- _What you will do_:
Return each record shown beneath, word for word.

Material provided START

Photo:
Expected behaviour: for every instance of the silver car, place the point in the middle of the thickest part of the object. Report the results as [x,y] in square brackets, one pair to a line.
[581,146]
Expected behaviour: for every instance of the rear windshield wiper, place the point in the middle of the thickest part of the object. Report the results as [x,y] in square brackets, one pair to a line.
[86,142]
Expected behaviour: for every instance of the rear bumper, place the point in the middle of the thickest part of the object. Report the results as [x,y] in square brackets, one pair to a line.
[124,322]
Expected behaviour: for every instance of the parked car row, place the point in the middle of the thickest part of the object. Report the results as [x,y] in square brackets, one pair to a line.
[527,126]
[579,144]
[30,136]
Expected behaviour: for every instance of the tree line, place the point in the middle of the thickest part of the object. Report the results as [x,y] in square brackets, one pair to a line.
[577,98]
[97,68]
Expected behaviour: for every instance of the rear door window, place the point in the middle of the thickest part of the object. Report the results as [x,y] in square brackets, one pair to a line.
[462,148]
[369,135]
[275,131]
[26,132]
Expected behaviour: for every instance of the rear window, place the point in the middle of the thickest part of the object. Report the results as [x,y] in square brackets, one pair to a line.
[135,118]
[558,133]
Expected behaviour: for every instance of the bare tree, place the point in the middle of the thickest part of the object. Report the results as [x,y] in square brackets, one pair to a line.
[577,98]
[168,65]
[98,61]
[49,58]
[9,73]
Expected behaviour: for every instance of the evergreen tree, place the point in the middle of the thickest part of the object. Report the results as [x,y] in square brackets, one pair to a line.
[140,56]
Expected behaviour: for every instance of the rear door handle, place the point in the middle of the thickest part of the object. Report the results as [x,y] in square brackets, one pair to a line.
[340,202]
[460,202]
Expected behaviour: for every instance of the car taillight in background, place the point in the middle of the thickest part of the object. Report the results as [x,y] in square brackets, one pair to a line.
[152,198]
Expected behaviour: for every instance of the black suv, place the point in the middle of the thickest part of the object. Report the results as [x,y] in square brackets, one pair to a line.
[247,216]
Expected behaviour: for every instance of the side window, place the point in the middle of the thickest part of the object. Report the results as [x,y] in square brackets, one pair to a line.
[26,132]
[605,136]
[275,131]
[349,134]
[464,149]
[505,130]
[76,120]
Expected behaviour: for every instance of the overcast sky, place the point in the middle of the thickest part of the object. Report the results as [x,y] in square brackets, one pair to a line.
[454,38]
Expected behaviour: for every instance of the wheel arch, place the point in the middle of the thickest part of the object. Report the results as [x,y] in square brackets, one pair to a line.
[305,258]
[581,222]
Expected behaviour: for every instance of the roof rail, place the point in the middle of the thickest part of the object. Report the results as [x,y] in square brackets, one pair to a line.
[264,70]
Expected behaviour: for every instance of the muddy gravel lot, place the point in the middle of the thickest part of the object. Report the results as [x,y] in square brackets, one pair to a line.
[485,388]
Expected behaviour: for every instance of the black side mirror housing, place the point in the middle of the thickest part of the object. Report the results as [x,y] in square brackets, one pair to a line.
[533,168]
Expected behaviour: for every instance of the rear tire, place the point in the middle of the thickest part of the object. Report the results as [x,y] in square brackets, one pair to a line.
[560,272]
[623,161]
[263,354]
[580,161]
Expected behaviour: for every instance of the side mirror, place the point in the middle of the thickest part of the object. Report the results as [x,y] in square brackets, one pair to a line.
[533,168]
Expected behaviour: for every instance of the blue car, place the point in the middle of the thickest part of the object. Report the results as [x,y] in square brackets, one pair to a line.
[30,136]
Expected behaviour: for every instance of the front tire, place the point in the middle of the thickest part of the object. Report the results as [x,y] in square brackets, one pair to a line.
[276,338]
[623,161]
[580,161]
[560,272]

Material provided END

- _Solution for this problem_:
Photo:
Expected behaviour: for every instance of the silver car, place the point in the middle of the thickest part of the object. Report the results as [x,y] in square brackets, one pair to a line.
[581,146]
Expected behaviour: for every instance of the rear windshield wiper, place the point in the middle of the thickest part of the object. Report the results as [x,y] in square brackets, one pair to a line.
[86,142]
Expected behaviour: for every instance of the rear bumper, place the point in the middle of the thickest part of the object. Report the results as [x,y] in square brackets, one pair to a line.
[124,322]
Expected behaviour: for every instance of the parked car row, place the point in the middle of the thickest part of the object. Report the results as [x,y] in square brackets, one pair to a line.
[527,126]
[579,144]
[30,136]
Expected behaviour: for every instance of the tree line, place the point in the middle of the thickest part of the object. Report the results as [x,y] in square brackets, one pair to a line.
[577,98]
[97,68]
Expected behaviour: for every instance of the rear door window, place the point in the middle of the thickest part of the object. Report the results as [x,y] in square brackets, one pair to a line.
[462,148]
[369,135]
[275,131]
[26,132]
Expected behaviour: for every instance of the rear window, place the point in the middle of the thickest part of the object. Report the results as [x,y] in square brackets, one pair to a line.
[135,118]
[558,133]
Expected behaviour: for every instance of the bare tree, place the point in the middle of the thickest part of the object. Report the results as [x,y] in square brackets, one pair to a line.
[577,98]
[168,65]
[98,61]
[49,58]
[9,73]
Expected behaviour: for every instance of the evergreen tree, place the point in the middle of the thickest part of the object. Report the results as [x,y] in square brackets, one pair to a line.
[140,56]
Expected behaviour: for every instance of the rear door handle, place the point in the middle of the thickest part of the object. Report the results as [x,y] in square brackets, one pair to a line.
[340,202]
[460,202]
Expected behaviour: for every instance of the car taillight in background, place the point in the middle of the thickest part of the object. Report the results as [x,y] in square brackets, one pair to a line.
[152,198]
Expected behaviour: for every instance of the black suv, place the point in the middle of the thickest part of the object. Report the results as [x,y] in square brackets, one pair to a line.
[247,216]
Expected behaviour: for every instance of the side window, place the point in the middle of the thickest part of the object. Report the results as [x,y] in square brackets, one pair to a line.
[26,132]
[605,136]
[275,131]
[349,134]
[464,149]
[505,130]
[76,120]
Expected behaviour: for every instance of the overcast sky, place the point in the middle of the thickest part of the object. Report the results as [x,y] in square brackets, one pair to a line.
[454,38]
Expected behaviour: for every instance of the wheel arch, place the point in the middle of the thickest part of the object. Report the results as [x,y] in square brackets, one pair to a line.
[305,258]
[581,222]
Expected behaviour: for every instance of the roof rail, place the point in the middle of the thickest part of the object. Report the results as [x,y] in square brackets, one pair to a line.
[264,70]
Expected behaviour: for every instance of the muddy gravel lot, place the point in the middle of the thickest part of the object. Report the results as [x,y] in square brackets, one pair to a line.
[485,388]
Expected behaviour: for every instance of the black side mirror housing, place the point in the middle of the thickest part of the object. Report the results as [x,y] in square brackets, one pair to a line.
[533,168]
Expected behaviour: for every instance of the rear tire, place the point in the middle of the thickest part of the object. Report the results as [x,y] in square brackets, one pair to a line.
[560,272]
[623,161]
[263,354]
[580,161]
Expected behaviour: for every instance of the side mirror, place the point in the middle of the thickest part of the object. Report the results as [x,y] in square brackets, one pair to a line.
[533,168]
Expected behaviour: for every instance of the blue car, place the point in the middle of the thickest part of the object. Report the results as [x,y] in square brackets, one pair to a line.
[30,136]
Expected behaviour: for every instance of the front tire, place the point in the middle of the thickest part of the object. Report the results as [x,y] in square brackets, one pair to a line.
[276,338]
[623,161]
[580,161]
[560,272]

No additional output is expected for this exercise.